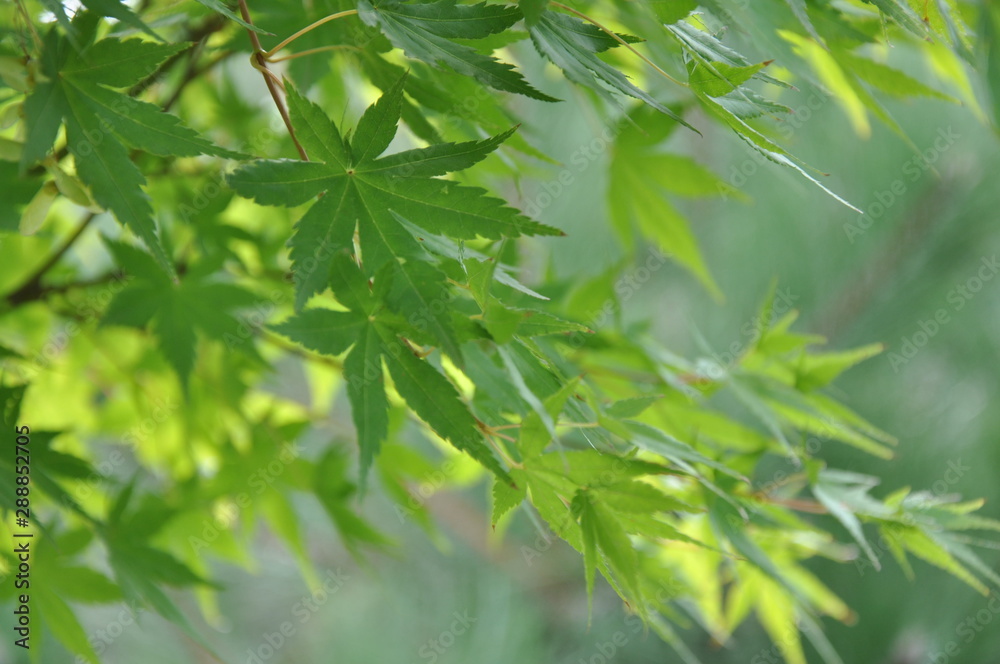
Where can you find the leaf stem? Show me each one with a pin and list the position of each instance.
(309, 28)
(272, 81)
(311, 51)
(614, 35)
(31, 289)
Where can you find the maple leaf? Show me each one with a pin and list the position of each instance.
(176, 310)
(101, 123)
(425, 31)
(368, 328)
(376, 196)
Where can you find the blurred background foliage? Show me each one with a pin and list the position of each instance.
(516, 597)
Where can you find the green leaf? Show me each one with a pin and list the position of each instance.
(602, 528)
(322, 330)
(366, 391)
(115, 182)
(420, 293)
(901, 12)
(143, 126)
(627, 408)
(218, 6)
(99, 122)
(120, 63)
(508, 496)
(829, 495)
(433, 398)
(718, 78)
(532, 10)
(177, 311)
(889, 80)
(379, 197)
(424, 31)
(634, 199)
(59, 618)
(563, 40)
(315, 132)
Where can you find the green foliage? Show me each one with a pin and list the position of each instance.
(400, 289)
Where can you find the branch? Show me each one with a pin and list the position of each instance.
(32, 289)
(270, 79)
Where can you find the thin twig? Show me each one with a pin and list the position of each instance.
(32, 287)
(311, 51)
(272, 87)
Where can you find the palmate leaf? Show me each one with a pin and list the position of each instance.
(572, 45)
(101, 124)
(367, 329)
(376, 197)
(176, 311)
(425, 31)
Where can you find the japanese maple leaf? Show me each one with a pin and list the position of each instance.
(370, 330)
(102, 123)
(359, 191)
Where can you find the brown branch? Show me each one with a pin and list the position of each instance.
(269, 79)
(32, 289)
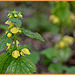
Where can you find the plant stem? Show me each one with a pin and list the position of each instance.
(14, 41)
(62, 31)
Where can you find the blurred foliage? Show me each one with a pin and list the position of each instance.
(71, 70)
(34, 57)
(38, 18)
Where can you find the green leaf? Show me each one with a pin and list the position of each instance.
(64, 11)
(32, 23)
(54, 29)
(21, 66)
(16, 21)
(3, 27)
(5, 60)
(65, 54)
(57, 67)
(3, 40)
(50, 53)
(31, 34)
(34, 57)
(71, 70)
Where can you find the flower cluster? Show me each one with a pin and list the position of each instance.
(12, 31)
(66, 40)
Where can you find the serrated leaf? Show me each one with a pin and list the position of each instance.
(64, 11)
(21, 66)
(16, 21)
(3, 27)
(50, 53)
(3, 40)
(71, 70)
(5, 60)
(31, 34)
(34, 57)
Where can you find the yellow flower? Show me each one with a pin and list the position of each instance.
(15, 54)
(8, 44)
(62, 44)
(25, 51)
(15, 30)
(17, 43)
(22, 53)
(15, 15)
(68, 40)
(9, 35)
(9, 23)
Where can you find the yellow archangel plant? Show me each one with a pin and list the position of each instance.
(15, 53)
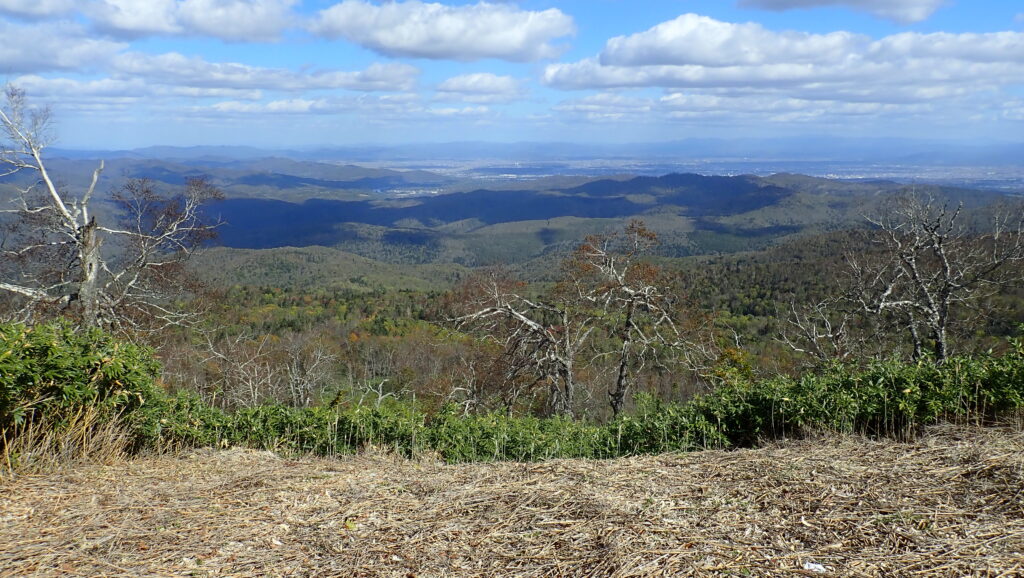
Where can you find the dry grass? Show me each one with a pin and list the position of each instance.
(948, 504)
(83, 439)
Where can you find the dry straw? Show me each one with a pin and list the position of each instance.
(950, 503)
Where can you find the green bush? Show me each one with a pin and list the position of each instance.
(54, 370)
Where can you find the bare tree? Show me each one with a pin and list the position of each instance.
(541, 340)
(608, 305)
(637, 305)
(923, 271)
(58, 256)
(933, 264)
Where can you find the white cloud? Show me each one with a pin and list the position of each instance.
(73, 90)
(702, 108)
(253, 21)
(437, 31)
(904, 11)
(481, 87)
(53, 46)
(692, 39)
(175, 69)
(901, 68)
(238, 19)
(607, 107)
(36, 8)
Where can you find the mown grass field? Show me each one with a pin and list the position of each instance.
(949, 503)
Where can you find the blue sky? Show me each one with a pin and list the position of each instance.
(294, 73)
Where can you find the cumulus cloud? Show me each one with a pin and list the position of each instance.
(901, 68)
(481, 87)
(437, 31)
(904, 11)
(37, 8)
(175, 69)
(253, 21)
(54, 46)
(692, 39)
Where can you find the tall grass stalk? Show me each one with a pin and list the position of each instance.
(84, 437)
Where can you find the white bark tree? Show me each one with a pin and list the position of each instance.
(933, 263)
(57, 256)
(609, 305)
(923, 271)
(636, 304)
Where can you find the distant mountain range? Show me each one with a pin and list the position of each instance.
(694, 214)
(803, 149)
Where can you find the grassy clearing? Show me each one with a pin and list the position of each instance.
(948, 503)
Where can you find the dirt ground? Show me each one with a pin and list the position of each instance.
(949, 504)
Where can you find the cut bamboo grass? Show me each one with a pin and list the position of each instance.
(949, 503)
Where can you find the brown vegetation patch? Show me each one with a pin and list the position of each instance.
(950, 503)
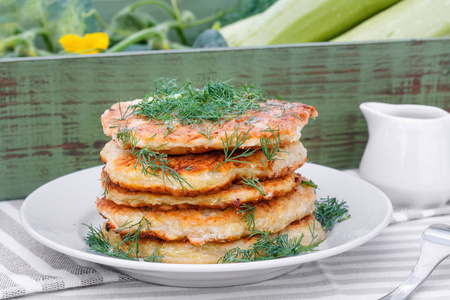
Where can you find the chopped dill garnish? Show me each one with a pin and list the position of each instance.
(249, 215)
(267, 247)
(254, 182)
(308, 183)
(151, 161)
(330, 211)
(207, 133)
(270, 148)
(217, 101)
(237, 139)
(105, 182)
(99, 242)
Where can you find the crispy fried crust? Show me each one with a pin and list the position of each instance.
(237, 194)
(199, 170)
(203, 225)
(289, 117)
(187, 253)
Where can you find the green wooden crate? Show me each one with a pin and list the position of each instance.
(50, 107)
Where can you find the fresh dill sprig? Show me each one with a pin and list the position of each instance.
(152, 162)
(267, 247)
(237, 139)
(308, 183)
(99, 242)
(207, 133)
(105, 182)
(169, 128)
(249, 215)
(217, 101)
(330, 211)
(254, 182)
(270, 148)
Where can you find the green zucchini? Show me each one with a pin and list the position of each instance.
(297, 21)
(405, 20)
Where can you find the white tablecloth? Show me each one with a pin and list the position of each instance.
(367, 272)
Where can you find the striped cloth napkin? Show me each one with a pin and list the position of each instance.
(367, 272)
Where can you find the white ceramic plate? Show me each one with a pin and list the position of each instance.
(54, 214)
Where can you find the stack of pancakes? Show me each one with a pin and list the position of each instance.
(197, 219)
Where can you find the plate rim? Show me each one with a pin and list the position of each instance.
(206, 268)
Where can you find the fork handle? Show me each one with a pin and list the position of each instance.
(431, 255)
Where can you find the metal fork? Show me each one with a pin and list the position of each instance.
(434, 248)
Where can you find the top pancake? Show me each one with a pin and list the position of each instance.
(289, 118)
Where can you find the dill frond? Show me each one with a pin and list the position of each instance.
(151, 161)
(254, 182)
(100, 243)
(249, 215)
(330, 211)
(237, 139)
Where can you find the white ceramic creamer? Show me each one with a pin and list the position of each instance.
(408, 153)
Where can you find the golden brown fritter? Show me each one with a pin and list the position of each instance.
(235, 195)
(204, 225)
(187, 253)
(199, 170)
(289, 117)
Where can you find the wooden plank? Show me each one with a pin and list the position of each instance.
(50, 107)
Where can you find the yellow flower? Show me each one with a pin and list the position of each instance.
(89, 44)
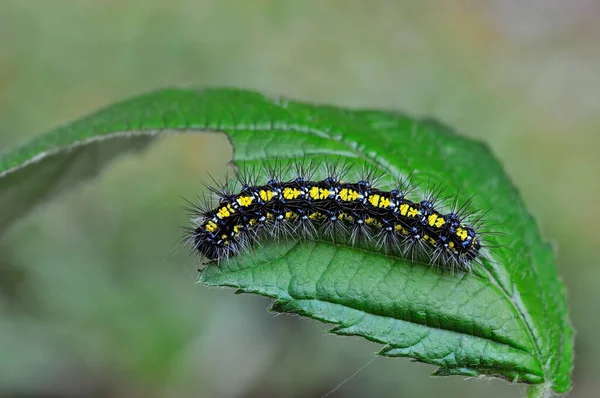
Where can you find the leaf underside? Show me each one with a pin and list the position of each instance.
(507, 319)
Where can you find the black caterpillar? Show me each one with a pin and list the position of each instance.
(300, 207)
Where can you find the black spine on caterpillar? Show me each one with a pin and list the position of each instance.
(354, 211)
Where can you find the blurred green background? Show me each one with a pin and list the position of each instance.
(97, 298)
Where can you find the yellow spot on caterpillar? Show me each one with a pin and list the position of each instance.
(290, 215)
(348, 195)
(291, 193)
(266, 195)
(374, 199)
(210, 226)
(403, 209)
(314, 192)
(319, 193)
(245, 201)
(384, 203)
(223, 212)
(401, 229)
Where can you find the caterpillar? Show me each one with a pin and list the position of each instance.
(295, 205)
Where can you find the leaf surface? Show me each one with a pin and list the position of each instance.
(508, 318)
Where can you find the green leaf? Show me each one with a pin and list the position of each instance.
(508, 318)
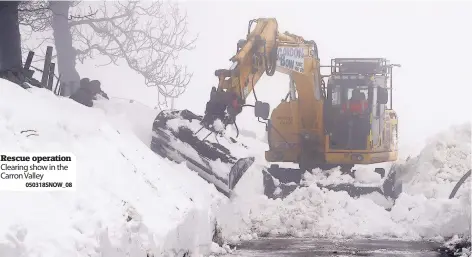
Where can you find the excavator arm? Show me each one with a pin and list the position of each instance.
(256, 55)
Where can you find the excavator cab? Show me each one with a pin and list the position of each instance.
(358, 114)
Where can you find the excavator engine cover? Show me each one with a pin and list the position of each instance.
(179, 136)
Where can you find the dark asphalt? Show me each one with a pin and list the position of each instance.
(276, 247)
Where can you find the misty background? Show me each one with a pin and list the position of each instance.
(431, 40)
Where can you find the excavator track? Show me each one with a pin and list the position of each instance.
(178, 135)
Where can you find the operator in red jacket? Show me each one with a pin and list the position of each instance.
(357, 104)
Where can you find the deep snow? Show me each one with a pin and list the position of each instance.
(421, 212)
(128, 200)
(170, 209)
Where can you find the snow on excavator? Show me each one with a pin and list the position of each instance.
(349, 121)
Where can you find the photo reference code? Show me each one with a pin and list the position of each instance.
(49, 184)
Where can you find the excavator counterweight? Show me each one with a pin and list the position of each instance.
(345, 122)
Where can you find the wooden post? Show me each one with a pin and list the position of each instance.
(52, 66)
(47, 63)
(58, 85)
(29, 59)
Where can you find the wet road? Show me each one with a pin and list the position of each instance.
(278, 247)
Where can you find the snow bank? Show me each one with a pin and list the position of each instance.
(417, 214)
(443, 161)
(128, 201)
(129, 114)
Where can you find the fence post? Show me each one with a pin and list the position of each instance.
(47, 63)
(52, 66)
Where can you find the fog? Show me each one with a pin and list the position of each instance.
(431, 40)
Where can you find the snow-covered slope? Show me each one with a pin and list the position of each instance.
(423, 211)
(128, 201)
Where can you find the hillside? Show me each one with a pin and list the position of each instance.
(128, 201)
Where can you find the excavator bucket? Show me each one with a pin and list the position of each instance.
(280, 182)
(179, 136)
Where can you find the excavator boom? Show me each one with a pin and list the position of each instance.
(201, 141)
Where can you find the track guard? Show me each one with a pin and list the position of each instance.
(238, 170)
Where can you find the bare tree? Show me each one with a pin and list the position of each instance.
(148, 36)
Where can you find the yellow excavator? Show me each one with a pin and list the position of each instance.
(345, 122)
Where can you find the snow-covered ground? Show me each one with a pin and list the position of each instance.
(128, 200)
(423, 211)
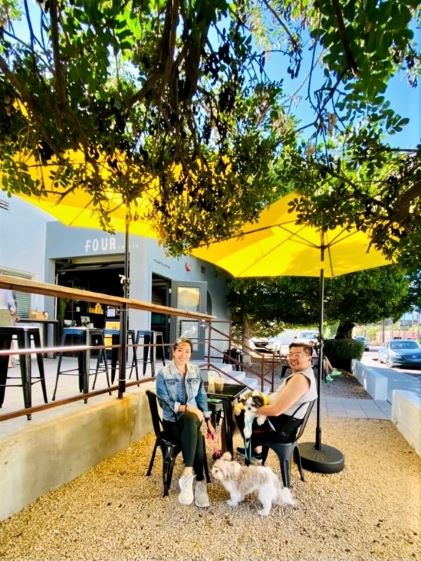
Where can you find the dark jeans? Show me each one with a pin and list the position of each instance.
(187, 434)
(284, 429)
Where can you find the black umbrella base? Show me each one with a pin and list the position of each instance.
(324, 460)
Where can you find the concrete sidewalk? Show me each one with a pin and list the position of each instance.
(330, 407)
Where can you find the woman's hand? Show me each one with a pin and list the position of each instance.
(211, 428)
(199, 414)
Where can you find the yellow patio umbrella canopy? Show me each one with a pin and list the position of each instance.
(276, 245)
(76, 207)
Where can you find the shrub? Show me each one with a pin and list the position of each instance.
(340, 352)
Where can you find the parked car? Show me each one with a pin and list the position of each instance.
(363, 340)
(401, 352)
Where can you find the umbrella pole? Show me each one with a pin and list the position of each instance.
(122, 359)
(318, 457)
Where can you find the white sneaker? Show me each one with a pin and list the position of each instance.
(201, 498)
(186, 487)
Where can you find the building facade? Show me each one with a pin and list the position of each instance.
(33, 245)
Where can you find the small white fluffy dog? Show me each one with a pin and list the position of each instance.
(240, 481)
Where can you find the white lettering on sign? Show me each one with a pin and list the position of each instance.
(96, 245)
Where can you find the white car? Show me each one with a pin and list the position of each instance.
(401, 352)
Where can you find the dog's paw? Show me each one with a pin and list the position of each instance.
(261, 419)
(230, 502)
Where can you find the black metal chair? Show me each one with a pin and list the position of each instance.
(287, 450)
(170, 450)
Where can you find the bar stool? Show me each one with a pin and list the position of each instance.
(158, 339)
(149, 340)
(115, 338)
(24, 335)
(85, 336)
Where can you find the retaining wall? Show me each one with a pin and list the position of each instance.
(406, 405)
(40, 458)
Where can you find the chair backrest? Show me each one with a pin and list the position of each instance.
(157, 419)
(158, 425)
(305, 419)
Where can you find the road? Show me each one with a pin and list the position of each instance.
(399, 378)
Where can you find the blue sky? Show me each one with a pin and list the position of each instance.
(404, 99)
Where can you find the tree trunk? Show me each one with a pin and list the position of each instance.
(344, 330)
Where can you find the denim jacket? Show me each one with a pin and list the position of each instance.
(170, 386)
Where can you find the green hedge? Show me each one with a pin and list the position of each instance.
(340, 352)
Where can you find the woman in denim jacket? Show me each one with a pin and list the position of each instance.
(180, 384)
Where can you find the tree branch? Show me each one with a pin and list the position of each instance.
(352, 65)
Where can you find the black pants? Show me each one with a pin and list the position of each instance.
(282, 428)
(187, 434)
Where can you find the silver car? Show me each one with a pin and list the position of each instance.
(401, 352)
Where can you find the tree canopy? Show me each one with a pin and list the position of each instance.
(179, 95)
(358, 298)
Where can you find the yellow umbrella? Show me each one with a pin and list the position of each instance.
(79, 208)
(278, 245)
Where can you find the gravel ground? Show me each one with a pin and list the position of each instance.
(369, 511)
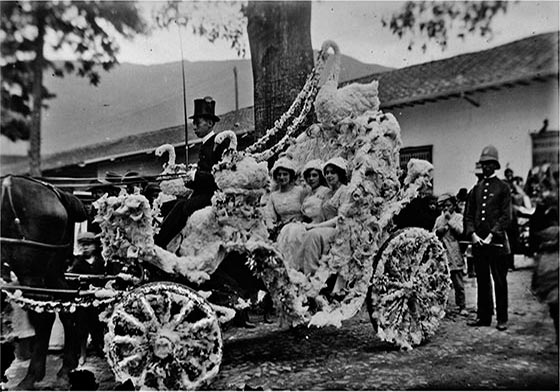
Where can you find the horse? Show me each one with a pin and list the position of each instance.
(37, 222)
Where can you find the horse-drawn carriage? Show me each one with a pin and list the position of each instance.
(166, 334)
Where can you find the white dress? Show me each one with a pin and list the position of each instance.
(290, 239)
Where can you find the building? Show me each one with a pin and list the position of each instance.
(448, 111)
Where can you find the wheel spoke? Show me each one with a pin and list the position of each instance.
(168, 338)
(186, 308)
(409, 288)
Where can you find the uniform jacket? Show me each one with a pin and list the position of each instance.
(489, 210)
(210, 154)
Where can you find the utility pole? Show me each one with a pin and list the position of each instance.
(236, 89)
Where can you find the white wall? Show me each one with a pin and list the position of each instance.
(458, 130)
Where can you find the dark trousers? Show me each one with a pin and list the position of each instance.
(177, 218)
(458, 287)
(489, 261)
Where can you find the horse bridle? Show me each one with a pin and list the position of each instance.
(7, 186)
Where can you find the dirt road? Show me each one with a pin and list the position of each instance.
(459, 358)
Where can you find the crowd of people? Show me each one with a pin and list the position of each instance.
(483, 228)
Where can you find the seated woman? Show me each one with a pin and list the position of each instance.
(316, 241)
(290, 237)
(284, 204)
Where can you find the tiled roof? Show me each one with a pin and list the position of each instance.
(518, 61)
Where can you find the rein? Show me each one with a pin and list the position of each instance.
(7, 186)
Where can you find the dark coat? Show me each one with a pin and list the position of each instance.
(203, 183)
(203, 187)
(81, 266)
(489, 210)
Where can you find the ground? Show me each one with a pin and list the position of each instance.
(459, 357)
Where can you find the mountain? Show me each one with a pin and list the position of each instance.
(133, 99)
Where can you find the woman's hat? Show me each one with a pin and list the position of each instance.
(337, 162)
(284, 163)
(314, 164)
(204, 108)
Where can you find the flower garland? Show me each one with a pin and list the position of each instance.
(288, 138)
(126, 227)
(306, 96)
(43, 306)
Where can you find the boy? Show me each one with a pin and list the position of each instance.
(448, 228)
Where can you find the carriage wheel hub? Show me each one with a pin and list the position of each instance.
(164, 344)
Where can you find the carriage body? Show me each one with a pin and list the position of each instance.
(402, 276)
(166, 335)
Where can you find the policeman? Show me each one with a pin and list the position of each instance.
(487, 216)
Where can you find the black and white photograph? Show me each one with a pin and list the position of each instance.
(279, 195)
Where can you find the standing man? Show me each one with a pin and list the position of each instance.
(202, 184)
(487, 217)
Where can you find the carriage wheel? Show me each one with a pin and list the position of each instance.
(164, 336)
(406, 300)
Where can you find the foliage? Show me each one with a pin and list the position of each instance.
(85, 29)
(436, 20)
(215, 20)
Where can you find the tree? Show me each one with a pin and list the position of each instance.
(87, 29)
(281, 56)
(436, 20)
(279, 35)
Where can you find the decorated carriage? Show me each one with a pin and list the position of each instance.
(166, 334)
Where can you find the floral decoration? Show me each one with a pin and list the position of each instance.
(126, 227)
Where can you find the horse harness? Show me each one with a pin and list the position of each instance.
(7, 186)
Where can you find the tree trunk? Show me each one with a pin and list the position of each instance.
(281, 56)
(35, 131)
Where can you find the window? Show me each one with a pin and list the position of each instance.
(418, 152)
(545, 148)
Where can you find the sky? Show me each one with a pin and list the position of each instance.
(356, 27)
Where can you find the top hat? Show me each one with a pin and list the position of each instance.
(489, 154)
(86, 237)
(205, 107)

•••••

### WHAT NEEDS TO BE DONE
Find the line containing "Where can you find the floral", then output it and every line after it to the end of the data, exactly.

### RESULT BELOW
Where can you find the floral decoration? Show me each one with a pin and list the position of each instance.
(126, 227)
Where can you find the horse harness? Show me each one with a pin and list the position of each instance.
(7, 186)
Where can you find the tree trunk? Show me each one with a pin and list the position of each instance.
(281, 56)
(35, 131)
Where can you find the window? Show me each one with a pin and list the position of each instance.
(418, 152)
(545, 148)
Where can you find the sky? Show me each one with a pin and list the position of each instance.
(356, 27)
Where can you find the top hat? Show me each one with a pin and list the position of each instance.
(489, 154)
(86, 237)
(205, 107)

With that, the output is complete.